Keep the pictures out of the copy and repeat the records exactly.

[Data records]
- - - -
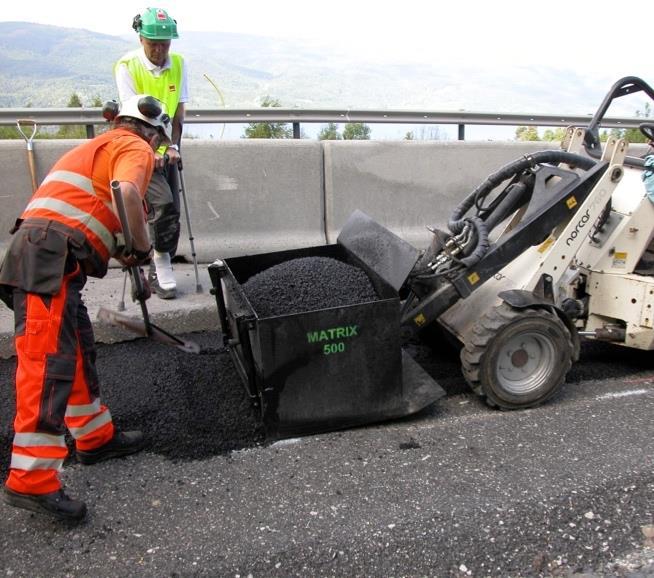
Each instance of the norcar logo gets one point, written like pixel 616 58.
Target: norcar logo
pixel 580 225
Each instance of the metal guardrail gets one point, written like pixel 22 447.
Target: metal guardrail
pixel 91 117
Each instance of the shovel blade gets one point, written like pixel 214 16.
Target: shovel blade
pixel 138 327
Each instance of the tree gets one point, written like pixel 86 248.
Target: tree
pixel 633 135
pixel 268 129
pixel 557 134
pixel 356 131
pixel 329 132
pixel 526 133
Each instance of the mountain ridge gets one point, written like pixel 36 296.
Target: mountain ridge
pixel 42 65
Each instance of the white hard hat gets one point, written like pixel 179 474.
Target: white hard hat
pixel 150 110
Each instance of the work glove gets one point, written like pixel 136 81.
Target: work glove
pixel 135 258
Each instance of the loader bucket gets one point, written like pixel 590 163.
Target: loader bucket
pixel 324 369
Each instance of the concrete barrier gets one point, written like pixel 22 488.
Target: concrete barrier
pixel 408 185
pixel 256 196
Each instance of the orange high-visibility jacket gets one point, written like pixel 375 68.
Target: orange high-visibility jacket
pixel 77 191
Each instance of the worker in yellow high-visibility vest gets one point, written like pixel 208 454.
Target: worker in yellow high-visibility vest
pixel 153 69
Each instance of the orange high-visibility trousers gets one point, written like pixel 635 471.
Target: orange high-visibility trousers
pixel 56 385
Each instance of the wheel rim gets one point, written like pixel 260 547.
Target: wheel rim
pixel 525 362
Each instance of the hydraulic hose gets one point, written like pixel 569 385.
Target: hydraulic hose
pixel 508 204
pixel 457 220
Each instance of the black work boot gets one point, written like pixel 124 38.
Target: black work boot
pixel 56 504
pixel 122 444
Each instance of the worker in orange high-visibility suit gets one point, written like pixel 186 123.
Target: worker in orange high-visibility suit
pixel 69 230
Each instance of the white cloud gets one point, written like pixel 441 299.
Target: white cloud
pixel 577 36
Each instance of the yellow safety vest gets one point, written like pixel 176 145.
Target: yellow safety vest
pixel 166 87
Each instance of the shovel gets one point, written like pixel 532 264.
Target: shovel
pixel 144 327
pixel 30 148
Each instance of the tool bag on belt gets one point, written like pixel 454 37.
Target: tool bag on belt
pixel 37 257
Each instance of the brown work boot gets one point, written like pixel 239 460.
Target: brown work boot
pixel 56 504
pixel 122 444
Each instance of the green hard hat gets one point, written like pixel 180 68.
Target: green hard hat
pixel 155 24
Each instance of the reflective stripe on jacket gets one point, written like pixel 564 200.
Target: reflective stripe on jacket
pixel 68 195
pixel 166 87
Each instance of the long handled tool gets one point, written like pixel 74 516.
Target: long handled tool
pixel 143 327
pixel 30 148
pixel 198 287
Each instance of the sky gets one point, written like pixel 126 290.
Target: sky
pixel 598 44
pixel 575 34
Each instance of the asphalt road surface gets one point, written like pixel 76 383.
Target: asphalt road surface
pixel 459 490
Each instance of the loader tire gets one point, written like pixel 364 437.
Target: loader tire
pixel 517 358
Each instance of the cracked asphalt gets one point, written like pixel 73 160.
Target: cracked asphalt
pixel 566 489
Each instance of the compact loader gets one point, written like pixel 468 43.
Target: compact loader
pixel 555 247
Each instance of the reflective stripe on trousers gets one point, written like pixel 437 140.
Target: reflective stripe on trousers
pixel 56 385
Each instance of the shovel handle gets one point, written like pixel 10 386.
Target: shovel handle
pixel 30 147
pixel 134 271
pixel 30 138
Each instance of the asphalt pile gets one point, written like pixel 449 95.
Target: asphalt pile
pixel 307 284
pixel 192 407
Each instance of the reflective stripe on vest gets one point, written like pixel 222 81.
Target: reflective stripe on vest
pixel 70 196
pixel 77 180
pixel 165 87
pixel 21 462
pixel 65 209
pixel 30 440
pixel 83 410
- - - -
### Solution
Each instance of the norcar logo gets one point, written like pixel 616 58.
Target: norcar logo
pixel 580 225
Each instance of the metal guardrail gets one point, written like pixel 22 447.
Target: metal guardrail
pixel 91 117
Each instance of the shovel blade gets one point, written like pixel 214 16.
Target: shovel blade
pixel 138 327
Each instance of the tree gets one point, written like pixel 86 248.
Target: tree
pixel 633 135
pixel 268 129
pixel 557 134
pixel 356 131
pixel 329 132
pixel 526 133
Each instance of the mountain ridge gets one point, written like pixel 36 296.
Target: mountain ridge
pixel 42 65
Each instance of the white hard hat gets one point, written like pixel 179 474.
Target: white hard hat
pixel 150 110
Each instance of the work glove gets one point, written like pixel 136 81.
Target: work glove
pixel 135 258
Each instance of the loader bucket gets one point, written like pixel 590 163.
Target: loader bucket
pixel 324 369
Each instance of the concrete barrier gets one point, written like pixel 22 488.
Target: concrete barrier
pixel 408 185
pixel 256 196
Each instance of the orange high-visibility jacket gets one point, written like pixel 375 68.
Target: orange high-visibility jacket
pixel 77 191
Each instance of the worker in yellow high-visibility vest gets one point, written like pixel 208 454.
Target: worker in yellow high-visibility vest
pixel 153 69
Each instance of the orange high-visibility trousers gets one point, written like pixel 635 471.
Target: orange high-visibility trousers
pixel 56 385
Each instance of the wheel rim gets one point, written like pixel 260 547.
Target: wheel rim
pixel 525 362
Each instance of the hydraulic hose gets one point, written like pixel 569 385.
Target: hydraulic hose
pixel 508 204
pixel 457 220
Each instance of the black work boot gets one point, written like pixel 124 38.
Target: black work boot
pixel 56 504
pixel 122 444
Each instance of the worker in orange high-visibility suit gets one point, written like pixel 186 123.
Target: worker in orange high-visibility suit
pixel 69 230
Each instance of the white cloud gets one point, written like pixel 441 299.
Target: white cloud
pixel 577 36
Each instance of the yellow safety vest gets one point, written like pixel 176 145.
Target: yellow safety vest
pixel 166 87
Each instance of the shovel gets one point, written like pixel 532 264.
Target: shovel
pixel 144 327
pixel 30 148
Each instance of the tool bag on belt gets one point, written like pixel 454 37.
Target: tool bag on belt
pixel 37 257
Each instance of the brown work boot gets one point, written like pixel 239 460.
Target: brown work boot
pixel 56 504
pixel 122 444
Each instance of the green hard hat gets one point, written like pixel 180 68.
Target: green hard hat
pixel 155 24
Each instance of the reflective stripe on jacket gets one point, written like pixel 564 200.
Target: reflective stripe on jacket
pixel 68 195
pixel 166 87
Each instance of the long handled tool gets one point, written like pixel 74 516.
Target: long handled tool
pixel 143 327
pixel 30 148
pixel 198 287
Each instance of the sky gets one point, written like pixel 126 290.
Target: sky
pixel 598 44
pixel 575 34
Each instance of the asphalt road surface gets one point, written like pixel 76 383.
Target: asphalt road surface
pixel 459 490
Each instance of the loader tire gets one point, written like pixel 364 437.
Target: loader tire
pixel 517 358
Each instance of the cracked asphalt gets one point, written like pixel 73 160.
Target: cracked asphalt
pixel 566 489
Each instance of the compact loader gets one point, written like pixel 468 43.
Target: compact loader
pixel 555 247
Each instance of the reflective stripe on trousers gets one point, written like pixel 437 140.
Target: reflective stripe on trousers
pixel 56 385
Each instance of the shovel handle gets one point, written like pixel 10 386.
Target: shovel handle
pixel 30 147
pixel 134 271
pixel 30 138
Each instance of the asphalt pile gets one point, written like pixel 449 95.
Target: asphalt pile
pixel 307 284
pixel 192 407
Each instance of the reflective stripe on vest gets one point, written like pixel 222 81.
Target: reflective stripe on vest
pixel 70 196
pixel 77 180
pixel 165 87
pixel 21 462
pixel 65 209
pixel 30 440
pixel 83 410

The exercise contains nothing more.